_REQUIRED TASK_
Write out, exactly as they appear, only the lines running from the line with "indicate the chair backrest, one" to the final line of the listing; include both.

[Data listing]
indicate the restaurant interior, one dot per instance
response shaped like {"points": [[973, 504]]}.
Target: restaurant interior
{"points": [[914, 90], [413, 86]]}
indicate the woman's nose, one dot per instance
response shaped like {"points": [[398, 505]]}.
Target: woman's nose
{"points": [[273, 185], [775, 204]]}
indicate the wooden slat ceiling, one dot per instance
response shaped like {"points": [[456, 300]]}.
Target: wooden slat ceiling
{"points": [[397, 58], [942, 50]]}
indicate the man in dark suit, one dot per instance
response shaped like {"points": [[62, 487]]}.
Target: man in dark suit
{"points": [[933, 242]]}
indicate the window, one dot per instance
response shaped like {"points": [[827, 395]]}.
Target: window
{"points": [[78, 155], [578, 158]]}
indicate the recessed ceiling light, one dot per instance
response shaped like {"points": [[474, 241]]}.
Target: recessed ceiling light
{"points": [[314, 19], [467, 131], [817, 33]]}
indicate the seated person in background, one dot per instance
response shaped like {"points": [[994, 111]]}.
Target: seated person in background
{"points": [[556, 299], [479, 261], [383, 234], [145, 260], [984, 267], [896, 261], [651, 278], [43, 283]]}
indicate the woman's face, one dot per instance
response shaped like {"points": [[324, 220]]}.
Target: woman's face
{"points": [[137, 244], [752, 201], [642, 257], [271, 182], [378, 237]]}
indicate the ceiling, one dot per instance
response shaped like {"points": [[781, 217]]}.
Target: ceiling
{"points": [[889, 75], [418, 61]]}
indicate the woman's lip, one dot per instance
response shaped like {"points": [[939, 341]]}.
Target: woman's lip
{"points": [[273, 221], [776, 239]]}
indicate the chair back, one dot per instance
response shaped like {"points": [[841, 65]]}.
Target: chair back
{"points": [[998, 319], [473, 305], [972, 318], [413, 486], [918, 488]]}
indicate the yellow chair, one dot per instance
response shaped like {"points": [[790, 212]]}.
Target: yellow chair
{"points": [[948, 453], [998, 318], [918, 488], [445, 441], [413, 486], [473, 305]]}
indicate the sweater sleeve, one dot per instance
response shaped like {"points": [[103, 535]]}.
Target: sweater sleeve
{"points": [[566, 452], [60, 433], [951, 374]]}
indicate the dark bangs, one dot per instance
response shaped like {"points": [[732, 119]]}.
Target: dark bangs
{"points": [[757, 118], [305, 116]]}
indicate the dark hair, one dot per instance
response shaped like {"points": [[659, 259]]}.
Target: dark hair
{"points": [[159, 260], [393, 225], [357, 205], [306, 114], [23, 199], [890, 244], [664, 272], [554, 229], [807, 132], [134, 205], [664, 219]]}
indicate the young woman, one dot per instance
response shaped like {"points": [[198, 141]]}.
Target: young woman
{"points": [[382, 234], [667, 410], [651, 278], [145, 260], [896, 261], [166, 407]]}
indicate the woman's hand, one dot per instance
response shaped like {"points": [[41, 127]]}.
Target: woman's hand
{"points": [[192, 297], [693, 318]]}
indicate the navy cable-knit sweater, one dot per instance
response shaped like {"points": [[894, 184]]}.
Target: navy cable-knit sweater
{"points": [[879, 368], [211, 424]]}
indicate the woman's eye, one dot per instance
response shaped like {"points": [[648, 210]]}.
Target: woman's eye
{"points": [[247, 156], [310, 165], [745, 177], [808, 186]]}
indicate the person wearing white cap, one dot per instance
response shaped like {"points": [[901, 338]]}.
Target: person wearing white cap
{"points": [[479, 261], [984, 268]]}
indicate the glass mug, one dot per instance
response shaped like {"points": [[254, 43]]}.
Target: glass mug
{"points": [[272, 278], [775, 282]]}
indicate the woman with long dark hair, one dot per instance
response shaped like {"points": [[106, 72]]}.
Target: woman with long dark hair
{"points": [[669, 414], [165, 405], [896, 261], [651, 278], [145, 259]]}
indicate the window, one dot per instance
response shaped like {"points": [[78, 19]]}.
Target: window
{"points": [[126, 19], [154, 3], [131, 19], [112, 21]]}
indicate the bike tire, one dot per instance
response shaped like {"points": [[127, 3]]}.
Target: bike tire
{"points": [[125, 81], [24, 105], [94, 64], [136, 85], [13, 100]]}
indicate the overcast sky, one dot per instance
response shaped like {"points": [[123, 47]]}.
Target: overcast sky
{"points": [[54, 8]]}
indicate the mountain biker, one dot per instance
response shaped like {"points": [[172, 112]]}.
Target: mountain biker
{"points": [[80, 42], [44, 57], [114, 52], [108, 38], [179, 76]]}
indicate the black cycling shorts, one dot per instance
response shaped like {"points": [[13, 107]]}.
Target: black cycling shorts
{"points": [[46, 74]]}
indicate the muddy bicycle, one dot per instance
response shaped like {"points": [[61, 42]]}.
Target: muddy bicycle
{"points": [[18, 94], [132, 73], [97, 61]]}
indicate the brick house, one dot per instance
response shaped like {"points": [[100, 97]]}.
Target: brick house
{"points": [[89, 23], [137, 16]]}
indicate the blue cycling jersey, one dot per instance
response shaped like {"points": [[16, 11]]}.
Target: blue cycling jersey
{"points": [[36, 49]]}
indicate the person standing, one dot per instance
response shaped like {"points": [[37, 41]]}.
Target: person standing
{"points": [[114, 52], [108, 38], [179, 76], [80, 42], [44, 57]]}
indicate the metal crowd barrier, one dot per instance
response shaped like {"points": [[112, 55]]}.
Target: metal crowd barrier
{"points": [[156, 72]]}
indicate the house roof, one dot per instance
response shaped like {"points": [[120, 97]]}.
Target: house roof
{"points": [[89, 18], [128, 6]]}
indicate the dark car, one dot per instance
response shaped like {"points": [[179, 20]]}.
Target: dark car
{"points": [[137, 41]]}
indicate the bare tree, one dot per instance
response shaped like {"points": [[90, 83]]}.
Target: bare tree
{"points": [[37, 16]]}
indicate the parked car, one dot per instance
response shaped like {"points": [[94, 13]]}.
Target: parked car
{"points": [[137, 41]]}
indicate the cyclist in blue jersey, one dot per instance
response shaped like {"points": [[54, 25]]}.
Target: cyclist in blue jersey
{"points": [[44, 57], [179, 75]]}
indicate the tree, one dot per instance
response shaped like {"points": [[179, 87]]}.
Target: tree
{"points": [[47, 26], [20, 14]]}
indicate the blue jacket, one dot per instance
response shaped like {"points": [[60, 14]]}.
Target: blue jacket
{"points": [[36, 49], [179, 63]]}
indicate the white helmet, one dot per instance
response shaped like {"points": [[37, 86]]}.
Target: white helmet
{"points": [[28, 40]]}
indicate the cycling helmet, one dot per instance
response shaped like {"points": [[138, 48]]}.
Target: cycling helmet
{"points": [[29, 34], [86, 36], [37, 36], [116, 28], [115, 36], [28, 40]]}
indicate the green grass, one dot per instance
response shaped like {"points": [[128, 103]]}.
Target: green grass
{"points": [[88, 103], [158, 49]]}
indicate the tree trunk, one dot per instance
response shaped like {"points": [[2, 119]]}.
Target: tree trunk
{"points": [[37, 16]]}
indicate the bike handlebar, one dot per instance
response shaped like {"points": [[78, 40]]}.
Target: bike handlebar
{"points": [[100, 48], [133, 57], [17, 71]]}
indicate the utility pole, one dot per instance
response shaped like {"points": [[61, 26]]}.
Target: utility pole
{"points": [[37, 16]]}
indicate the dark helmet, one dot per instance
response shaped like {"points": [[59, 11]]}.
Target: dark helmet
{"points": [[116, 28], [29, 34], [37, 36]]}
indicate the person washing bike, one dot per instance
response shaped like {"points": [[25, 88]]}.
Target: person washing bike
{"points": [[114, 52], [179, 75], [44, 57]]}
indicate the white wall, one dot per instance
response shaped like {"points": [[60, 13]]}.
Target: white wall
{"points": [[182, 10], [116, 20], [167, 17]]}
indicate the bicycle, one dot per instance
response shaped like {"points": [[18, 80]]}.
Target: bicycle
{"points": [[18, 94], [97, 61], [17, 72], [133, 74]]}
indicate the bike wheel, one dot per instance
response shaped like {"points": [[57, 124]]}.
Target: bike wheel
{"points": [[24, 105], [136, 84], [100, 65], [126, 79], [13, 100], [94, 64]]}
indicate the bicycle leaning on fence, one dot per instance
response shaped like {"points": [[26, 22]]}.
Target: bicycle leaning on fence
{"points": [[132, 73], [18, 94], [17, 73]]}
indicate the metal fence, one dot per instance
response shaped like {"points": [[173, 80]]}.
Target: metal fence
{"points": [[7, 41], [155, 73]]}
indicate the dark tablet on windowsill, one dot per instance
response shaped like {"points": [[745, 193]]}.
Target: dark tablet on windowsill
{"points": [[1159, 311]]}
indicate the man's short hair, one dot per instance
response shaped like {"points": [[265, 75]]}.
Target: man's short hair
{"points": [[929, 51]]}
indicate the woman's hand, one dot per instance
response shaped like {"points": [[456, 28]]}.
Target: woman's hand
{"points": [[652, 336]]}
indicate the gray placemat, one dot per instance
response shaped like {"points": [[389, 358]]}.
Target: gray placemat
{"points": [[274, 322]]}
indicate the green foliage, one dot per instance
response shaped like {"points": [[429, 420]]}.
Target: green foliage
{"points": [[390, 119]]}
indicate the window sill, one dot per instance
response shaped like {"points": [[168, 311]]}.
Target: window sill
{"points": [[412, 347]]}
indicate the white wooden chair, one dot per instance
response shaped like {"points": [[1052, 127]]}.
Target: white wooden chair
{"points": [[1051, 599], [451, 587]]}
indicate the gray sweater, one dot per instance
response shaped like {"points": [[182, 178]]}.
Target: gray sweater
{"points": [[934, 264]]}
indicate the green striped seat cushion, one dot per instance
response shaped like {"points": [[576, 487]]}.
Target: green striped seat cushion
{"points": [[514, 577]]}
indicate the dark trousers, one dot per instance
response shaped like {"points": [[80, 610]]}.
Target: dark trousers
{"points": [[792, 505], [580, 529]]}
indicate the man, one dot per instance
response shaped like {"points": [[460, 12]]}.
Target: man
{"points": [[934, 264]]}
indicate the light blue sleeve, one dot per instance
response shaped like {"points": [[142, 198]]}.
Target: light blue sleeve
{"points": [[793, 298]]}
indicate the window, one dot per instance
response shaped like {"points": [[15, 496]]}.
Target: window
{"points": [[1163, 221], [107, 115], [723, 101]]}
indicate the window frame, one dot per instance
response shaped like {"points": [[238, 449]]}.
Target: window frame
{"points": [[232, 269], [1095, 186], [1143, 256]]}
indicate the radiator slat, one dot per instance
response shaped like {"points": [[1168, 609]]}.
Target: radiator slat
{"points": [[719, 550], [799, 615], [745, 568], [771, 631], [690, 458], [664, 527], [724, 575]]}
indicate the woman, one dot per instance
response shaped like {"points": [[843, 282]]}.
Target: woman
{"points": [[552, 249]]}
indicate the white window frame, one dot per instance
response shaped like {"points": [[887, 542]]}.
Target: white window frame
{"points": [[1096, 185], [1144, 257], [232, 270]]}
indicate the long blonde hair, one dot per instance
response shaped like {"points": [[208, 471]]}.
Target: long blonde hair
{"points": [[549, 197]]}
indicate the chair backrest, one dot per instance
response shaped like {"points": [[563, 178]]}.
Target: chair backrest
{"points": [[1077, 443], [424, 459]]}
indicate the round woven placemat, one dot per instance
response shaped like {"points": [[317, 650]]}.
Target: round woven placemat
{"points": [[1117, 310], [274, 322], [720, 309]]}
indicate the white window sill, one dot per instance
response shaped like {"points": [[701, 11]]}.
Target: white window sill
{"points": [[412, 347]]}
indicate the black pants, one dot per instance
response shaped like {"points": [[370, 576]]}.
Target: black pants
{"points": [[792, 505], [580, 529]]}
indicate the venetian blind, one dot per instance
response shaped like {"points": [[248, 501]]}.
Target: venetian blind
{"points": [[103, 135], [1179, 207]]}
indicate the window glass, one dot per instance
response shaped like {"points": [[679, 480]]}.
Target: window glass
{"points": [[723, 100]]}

_TASK SOLUTION_
indicate the chair backrest, one dot per instance
response shaped like {"points": [[563, 178]]}.
Target: chair backrest
{"points": [[1077, 443], [424, 459]]}
indicate the round woven placemat, one dot per instance
response shaped like {"points": [[317, 650]]}.
Target: round woven placemat
{"points": [[1117, 310], [274, 322], [720, 309]]}
indicate the white window sill, one dot per instance
response shaped like {"points": [[701, 11]]}.
Target: white window sill
{"points": [[412, 347]]}
indicate the black pants, one dot per instance
response shaped like {"points": [[370, 576]]}.
Target: black pants
{"points": [[792, 505], [580, 529]]}
indicate the venetian blind, one dot per instance
response shaped like {"points": [[248, 501]]}.
Target: venetian blind
{"points": [[103, 135], [1179, 207]]}
indicate the window glass, one dot per instance
response shaped like {"points": [[679, 480]]}.
Target: window glass
{"points": [[723, 100]]}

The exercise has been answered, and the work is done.